Output, word for word, the lines of this listing that fall between the line with "Spot the snow-covered spruce" and the line with "Spot the rock talus", counting both of those lines, and no others.

Given entries Block Start

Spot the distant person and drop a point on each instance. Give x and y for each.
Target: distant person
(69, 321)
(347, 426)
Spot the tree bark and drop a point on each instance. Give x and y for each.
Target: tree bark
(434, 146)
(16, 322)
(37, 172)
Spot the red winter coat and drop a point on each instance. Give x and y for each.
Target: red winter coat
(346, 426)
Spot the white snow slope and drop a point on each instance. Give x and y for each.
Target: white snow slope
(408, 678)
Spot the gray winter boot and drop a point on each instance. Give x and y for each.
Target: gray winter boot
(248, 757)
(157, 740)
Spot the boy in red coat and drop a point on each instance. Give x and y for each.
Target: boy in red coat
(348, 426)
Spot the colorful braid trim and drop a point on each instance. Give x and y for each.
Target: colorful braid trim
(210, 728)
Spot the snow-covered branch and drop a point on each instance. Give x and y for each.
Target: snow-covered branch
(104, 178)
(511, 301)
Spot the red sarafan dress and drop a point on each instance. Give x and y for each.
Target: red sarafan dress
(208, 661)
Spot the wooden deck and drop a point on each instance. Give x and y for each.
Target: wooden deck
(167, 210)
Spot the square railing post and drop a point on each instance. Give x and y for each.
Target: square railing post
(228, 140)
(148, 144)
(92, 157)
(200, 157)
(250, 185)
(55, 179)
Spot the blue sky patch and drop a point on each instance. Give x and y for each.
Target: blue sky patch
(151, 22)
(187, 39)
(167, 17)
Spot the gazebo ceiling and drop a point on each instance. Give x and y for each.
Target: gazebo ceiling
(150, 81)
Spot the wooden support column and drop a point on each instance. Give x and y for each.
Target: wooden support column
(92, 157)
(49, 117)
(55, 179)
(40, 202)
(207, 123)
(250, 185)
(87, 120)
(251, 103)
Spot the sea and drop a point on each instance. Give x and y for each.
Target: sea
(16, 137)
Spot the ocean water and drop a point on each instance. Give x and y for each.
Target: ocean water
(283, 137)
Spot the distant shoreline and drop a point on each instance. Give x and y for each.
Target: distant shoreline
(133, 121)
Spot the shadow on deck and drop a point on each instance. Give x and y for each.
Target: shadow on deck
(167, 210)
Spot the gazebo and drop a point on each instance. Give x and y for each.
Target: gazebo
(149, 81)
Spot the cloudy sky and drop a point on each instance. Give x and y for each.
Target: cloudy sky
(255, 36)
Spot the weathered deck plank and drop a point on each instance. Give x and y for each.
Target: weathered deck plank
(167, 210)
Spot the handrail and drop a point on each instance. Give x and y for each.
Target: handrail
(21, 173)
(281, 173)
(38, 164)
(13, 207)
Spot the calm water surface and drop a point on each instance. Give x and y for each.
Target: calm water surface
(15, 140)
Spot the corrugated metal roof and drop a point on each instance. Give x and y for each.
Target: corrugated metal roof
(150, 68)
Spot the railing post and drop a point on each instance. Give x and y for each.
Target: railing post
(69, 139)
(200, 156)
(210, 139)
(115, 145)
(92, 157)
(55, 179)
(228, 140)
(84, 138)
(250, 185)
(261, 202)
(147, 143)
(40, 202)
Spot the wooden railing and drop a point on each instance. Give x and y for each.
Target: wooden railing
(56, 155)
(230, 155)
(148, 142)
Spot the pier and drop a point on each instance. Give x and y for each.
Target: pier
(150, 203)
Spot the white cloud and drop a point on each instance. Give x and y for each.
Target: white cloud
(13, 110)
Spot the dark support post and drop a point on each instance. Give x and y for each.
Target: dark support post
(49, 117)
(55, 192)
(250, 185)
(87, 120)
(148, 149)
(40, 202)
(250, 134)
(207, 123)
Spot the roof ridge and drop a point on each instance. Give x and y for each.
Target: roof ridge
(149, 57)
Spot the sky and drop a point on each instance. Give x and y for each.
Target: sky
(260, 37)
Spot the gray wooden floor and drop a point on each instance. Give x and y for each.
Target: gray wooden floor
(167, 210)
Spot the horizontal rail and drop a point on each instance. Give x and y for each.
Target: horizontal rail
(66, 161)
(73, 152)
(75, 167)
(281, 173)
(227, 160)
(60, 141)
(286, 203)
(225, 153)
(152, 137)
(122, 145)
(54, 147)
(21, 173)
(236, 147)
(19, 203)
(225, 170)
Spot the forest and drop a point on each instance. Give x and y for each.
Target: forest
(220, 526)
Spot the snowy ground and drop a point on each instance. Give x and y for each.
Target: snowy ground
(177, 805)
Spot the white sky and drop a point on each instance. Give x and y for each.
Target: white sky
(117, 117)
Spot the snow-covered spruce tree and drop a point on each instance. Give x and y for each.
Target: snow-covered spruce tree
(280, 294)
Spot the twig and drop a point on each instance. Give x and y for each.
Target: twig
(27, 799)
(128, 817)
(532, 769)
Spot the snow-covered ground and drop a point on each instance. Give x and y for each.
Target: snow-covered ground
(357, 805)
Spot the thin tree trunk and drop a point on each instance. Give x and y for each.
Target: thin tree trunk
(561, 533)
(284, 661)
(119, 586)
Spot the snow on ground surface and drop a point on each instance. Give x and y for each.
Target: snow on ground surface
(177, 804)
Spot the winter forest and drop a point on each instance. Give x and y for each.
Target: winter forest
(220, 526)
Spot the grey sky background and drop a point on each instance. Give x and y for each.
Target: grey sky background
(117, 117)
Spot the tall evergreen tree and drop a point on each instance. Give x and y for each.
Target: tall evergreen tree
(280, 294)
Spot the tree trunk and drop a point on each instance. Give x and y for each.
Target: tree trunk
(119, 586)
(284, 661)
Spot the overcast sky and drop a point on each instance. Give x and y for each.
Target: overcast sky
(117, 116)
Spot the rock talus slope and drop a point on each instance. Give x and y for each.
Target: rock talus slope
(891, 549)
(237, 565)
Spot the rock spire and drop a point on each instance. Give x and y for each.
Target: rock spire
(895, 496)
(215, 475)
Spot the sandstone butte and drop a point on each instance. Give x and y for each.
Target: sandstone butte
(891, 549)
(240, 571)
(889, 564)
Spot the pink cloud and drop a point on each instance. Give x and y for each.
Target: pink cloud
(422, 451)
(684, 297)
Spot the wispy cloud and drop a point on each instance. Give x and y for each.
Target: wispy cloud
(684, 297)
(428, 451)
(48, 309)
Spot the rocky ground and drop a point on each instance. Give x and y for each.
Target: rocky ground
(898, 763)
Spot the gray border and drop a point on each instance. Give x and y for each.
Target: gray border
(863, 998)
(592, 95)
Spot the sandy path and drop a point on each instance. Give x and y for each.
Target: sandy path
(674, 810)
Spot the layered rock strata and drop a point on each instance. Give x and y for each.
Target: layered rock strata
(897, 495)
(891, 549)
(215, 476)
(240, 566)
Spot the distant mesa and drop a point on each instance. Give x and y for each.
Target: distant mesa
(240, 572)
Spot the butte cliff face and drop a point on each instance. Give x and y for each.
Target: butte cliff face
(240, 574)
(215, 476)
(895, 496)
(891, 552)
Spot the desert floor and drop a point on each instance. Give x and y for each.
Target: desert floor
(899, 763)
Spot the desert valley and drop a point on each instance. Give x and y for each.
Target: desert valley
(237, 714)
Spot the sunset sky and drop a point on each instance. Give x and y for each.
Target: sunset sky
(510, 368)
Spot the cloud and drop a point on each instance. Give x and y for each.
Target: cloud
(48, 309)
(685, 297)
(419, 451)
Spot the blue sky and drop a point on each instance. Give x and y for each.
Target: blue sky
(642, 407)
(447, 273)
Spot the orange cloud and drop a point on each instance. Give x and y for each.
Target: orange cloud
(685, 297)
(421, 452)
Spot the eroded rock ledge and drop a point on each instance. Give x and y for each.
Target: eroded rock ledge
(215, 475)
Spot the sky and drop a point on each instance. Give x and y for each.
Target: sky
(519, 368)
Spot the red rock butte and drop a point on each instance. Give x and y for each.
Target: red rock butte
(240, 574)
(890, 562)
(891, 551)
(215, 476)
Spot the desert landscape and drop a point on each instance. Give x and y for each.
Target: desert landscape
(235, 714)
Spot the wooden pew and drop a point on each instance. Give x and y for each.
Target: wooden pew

Given entries Block End

◆ **Task result**
Spot the snow-covered spruce tree and drop a point on each instance. Give x and y for each.
Target: snow-covered spruce tree
(280, 294)
Spot the twig and drop a point on each instance. Give x and y for each.
Target: twig
(27, 799)
(128, 817)
(532, 769)
Spot the snow-covered ground and drop a point on each instance. Give x and y for each.
Target: snow-covered ground
(357, 805)
Spot the thin tree trunk and drop a point on each instance. Give x and y for each.
Target: thin tree trunk
(561, 533)
(284, 661)
(119, 586)
Spot the snow on ground surface and drop a point on each instance. Give x and y for each.
Target: snow on ground surface
(177, 804)
Spot the winter forest and drop a point on each instance. Give x and y for each.
Target: winter forest
(220, 526)
Spot the grey sky background and drop a point on each instance. Give x and y for each.
Target: grey sky background
(117, 117)
Spot the tall evergreen tree and drop a point on each instance. Give x and y for each.
Target: tall evergreen tree
(280, 294)
Spot the tree trunk and drop a point on each instance. Give x and y for each.
Target: tree trunk
(119, 586)
(284, 661)
Spot the overcast sky and drop a point on each instance. Give x and y for each.
Target: overcast sky
(117, 116)
Spot the rock talus slope and drop a point on each instance. Give x and y for each.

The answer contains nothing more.